Picture shape labeling listing
***
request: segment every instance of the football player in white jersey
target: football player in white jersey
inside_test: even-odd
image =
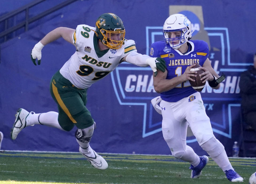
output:
[[[47,44],[61,37],[75,46],[76,51],[53,76],[50,84],[53,98],[58,113],[35,114],[19,109],[11,136],[28,126],[42,124],[69,131],[75,125],[75,136],[81,153],[95,167],[105,169],[108,164],[90,147],[89,142],[95,123],[86,105],[86,91],[93,83],[103,78],[122,62],[141,66],[150,66],[157,75],[166,66],[161,57],[152,58],[137,52],[133,40],[125,39],[125,30],[122,20],[113,13],[106,13],[98,18],[95,27],[79,25],[75,30],[58,27],[47,34],[35,45],[31,53],[34,64],[40,65],[41,50]]]
[[[234,170],[224,147],[213,135],[200,93],[188,82],[189,80],[194,81],[191,77],[196,76],[196,72],[190,71],[195,62],[202,66],[199,69],[205,71],[200,74],[203,76],[203,83],[208,81],[210,86],[218,89],[221,80],[224,80],[217,78],[219,76],[207,58],[207,43],[190,40],[191,23],[181,14],[174,14],[167,18],[163,32],[164,40],[151,44],[150,54],[164,58],[167,67],[165,72],[159,72],[154,78],[155,89],[161,96],[151,102],[162,114],[163,135],[172,154],[191,164],[191,178],[201,175],[209,160],[205,156],[199,157],[186,145],[188,124],[199,145],[222,169],[227,179],[232,182],[242,181],[243,178]],[[159,102],[160,107],[158,106]]]

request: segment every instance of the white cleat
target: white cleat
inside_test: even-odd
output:
[[[87,160],[91,163],[92,165],[95,168],[102,170],[106,169],[107,168],[108,165],[105,159],[101,156],[97,154],[97,153],[91,148],[91,150],[89,152],[88,154],[86,154],[83,153],[82,148],[81,147],[79,147],[79,151],[83,156],[86,158]],[[91,155],[91,153],[92,153],[93,156],[89,157],[86,155],[86,154],[88,155],[89,154]]]
[[[2,132],[0,132],[0,150],[1,150],[1,145],[2,144],[3,139],[3,134]]]
[[[34,113],[31,112],[30,113]],[[26,118],[30,114],[30,113],[23,108],[19,108],[17,111],[17,114],[15,115],[16,118],[13,124],[11,131],[11,137],[13,140],[15,139],[21,130],[26,127]],[[31,126],[34,126],[33,125]]]

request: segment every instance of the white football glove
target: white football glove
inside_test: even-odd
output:
[[[41,64],[41,58],[42,57],[41,51],[44,46],[39,41],[39,42],[35,45],[34,48],[32,49],[31,55],[31,60],[32,60],[33,63],[35,65],[37,65],[35,62],[35,60],[37,58],[37,64],[38,65],[39,65]]]
[[[150,66],[154,73],[154,76],[157,75],[157,70],[158,69],[163,72],[166,68],[165,61],[161,57],[153,57],[148,59],[146,60],[148,65]]]

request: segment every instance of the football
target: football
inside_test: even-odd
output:
[[[249,179],[249,184],[256,184],[256,172],[251,176]]]
[[[191,71],[196,71],[197,72],[197,76],[196,77],[190,77],[193,79],[194,79],[195,81],[195,82],[192,81],[189,81],[189,83],[190,83],[190,85],[191,85],[192,87],[195,90],[198,92],[200,92],[203,90],[203,87],[205,87],[205,83],[203,83],[203,81],[200,80],[201,78],[203,77],[203,76],[199,76],[199,74],[205,72],[204,70],[199,70],[198,69],[200,67],[201,67],[200,65],[198,63],[195,63],[195,66],[193,66],[190,69]]]

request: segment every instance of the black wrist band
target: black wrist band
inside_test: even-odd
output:
[[[208,83],[209,84],[209,85],[212,87],[215,87],[218,85],[219,83],[216,82],[215,77],[213,75],[213,80],[211,81],[208,81]]]
[[[212,75],[213,74],[212,74]],[[226,78],[226,76],[223,73],[222,73],[222,75],[221,75],[221,76],[217,79],[215,78],[215,77],[214,77],[214,75],[213,75],[213,80],[211,81],[208,81],[208,83],[209,84],[209,85],[212,87],[216,87],[219,84],[224,81]]]

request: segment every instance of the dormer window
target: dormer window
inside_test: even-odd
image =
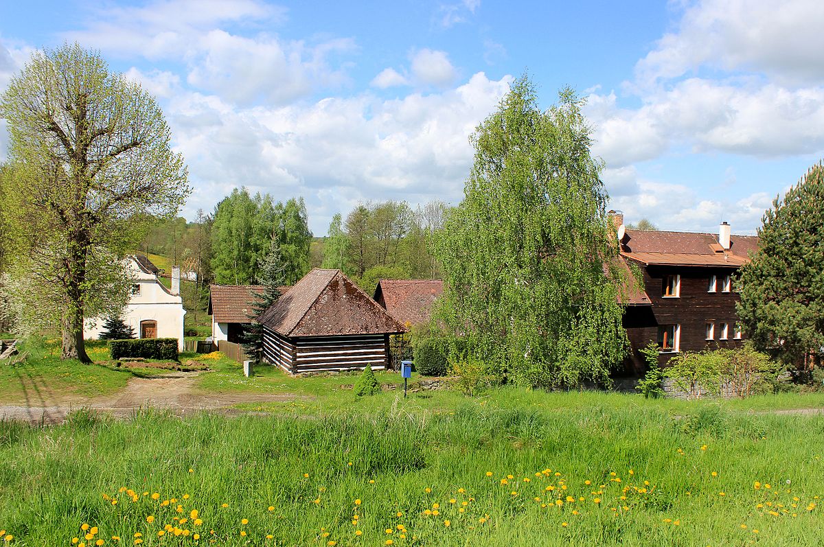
***
AIM OF THE EXERCISE - Reproduce the lines from the one containing "request: segment every instance of the dormer" through the end of the listing, leaving out the pictures.

SOLUTION TO THE PROBLEM -
request: segment every instance of the dormer window
target: dormer window
inside_test: even-odd
image =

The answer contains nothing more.